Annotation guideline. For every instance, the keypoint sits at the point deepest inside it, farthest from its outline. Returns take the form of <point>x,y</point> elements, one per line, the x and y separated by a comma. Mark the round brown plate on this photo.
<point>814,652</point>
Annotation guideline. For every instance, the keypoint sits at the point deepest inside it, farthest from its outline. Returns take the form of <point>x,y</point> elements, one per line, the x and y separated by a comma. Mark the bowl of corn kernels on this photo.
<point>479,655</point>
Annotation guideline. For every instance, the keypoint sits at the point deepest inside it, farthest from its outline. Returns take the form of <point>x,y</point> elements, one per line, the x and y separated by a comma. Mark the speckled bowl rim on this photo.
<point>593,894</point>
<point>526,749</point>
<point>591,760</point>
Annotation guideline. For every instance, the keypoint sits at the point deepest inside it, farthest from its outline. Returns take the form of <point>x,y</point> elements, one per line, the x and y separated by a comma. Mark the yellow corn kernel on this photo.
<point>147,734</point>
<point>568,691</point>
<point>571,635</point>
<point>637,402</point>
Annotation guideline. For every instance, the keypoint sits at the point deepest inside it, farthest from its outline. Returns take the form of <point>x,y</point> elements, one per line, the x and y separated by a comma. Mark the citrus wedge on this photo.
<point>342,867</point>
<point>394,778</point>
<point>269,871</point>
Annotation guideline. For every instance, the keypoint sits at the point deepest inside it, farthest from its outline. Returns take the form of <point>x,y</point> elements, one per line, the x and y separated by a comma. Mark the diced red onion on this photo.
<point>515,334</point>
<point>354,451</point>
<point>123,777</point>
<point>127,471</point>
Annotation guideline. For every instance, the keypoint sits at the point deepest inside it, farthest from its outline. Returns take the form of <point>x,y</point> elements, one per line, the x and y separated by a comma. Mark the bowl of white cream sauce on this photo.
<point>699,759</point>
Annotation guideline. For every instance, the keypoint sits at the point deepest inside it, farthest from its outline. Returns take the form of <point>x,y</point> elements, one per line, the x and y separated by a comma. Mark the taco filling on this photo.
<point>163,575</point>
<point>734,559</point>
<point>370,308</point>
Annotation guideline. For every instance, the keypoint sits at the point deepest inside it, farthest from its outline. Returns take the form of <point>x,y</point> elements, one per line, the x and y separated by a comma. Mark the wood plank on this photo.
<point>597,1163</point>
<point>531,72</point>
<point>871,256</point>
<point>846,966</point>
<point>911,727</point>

Exercise description
Copy every one of the entries above word for word.

Result for this task
Annotation guideline. For every instance, the keypoint sits at the point deepest inside it, farthest from its outline. Returns take the form of <point>x,y</point> elements, one per line, the x and y separated by a comma. Mark the round brown plate on this photo.
<point>814,652</point>
Annotation guideline. For every instance, the keypoint sits at the point deepest inside it, farthest from its outline. Returns take the form of <point>x,y</point> elements, one per line, the x and y separated by a comma. Mark the bowl of corn kernels on this photo.
<point>479,655</point>
Annotation guideline. For every instance, the keypoint sits at the point deepest inside it, farthest from its outline. Returns take the form of <point>x,y</point> elements, one per line, the x and y separated by a comma. Mark the speckled bowl rim on this photo.
<point>593,894</point>
<point>526,749</point>
<point>591,760</point>
Annotation guideline. For every instance, the keypoint sits at the point deepest inside it, farthest from its outline. Returns take the form of <point>x,y</point> elements, one per line, the x and y separated by a comma. Mark the yellow corn kernel on this photo.
<point>147,734</point>
<point>568,691</point>
<point>571,635</point>
<point>637,402</point>
Annotation guideline. For every instance, the keypoint sits at the point deepest inside it, farthest from its outline. Returns take the form of <point>x,y</point> elements, one per line, the x and y separated by a comma. Mark the citrus wedge on this photo.
<point>342,867</point>
<point>394,778</point>
<point>269,871</point>
Annotation guideline. For every instance, the keypoint sits at the point deepest inside it, farthest from its outline. Returns take the form of <point>x,y</point> elements, one per line, the x and y separated by a comma. Mark the diced red onion on this photo.
<point>515,334</point>
<point>354,451</point>
<point>123,777</point>
<point>127,471</point>
Annotation guideline. For every instance, the keypoint sits at the point deepest inside it, farthest from its outline. Returns take the form of <point>x,y</point> elements, one per line, the x and y separated by a comma. Mark the bowl of white cream sauce on this photo.
<point>699,759</point>
Annotation guideline. For every instance, the keypoint sits at the point deepest inside it, farthest from its outline. Returns take the form of <point>x,y</point> elements, one per line, the x and y separated by a comma. Mark the taco filling on this photo.
<point>163,575</point>
<point>734,559</point>
<point>370,308</point>
Annotation guideline. For every instance, the keypoint sits at the point deepest inside it, farthest from its outline. Returns take the form of <point>x,y</point> elements, one per line, the x and y separated by a comma. Mark the wood plank on this photo.
<point>597,1163</point>
<point>531,72</point>
<point>871,256</point>
<point>846,966</point>
<point>911,727</point>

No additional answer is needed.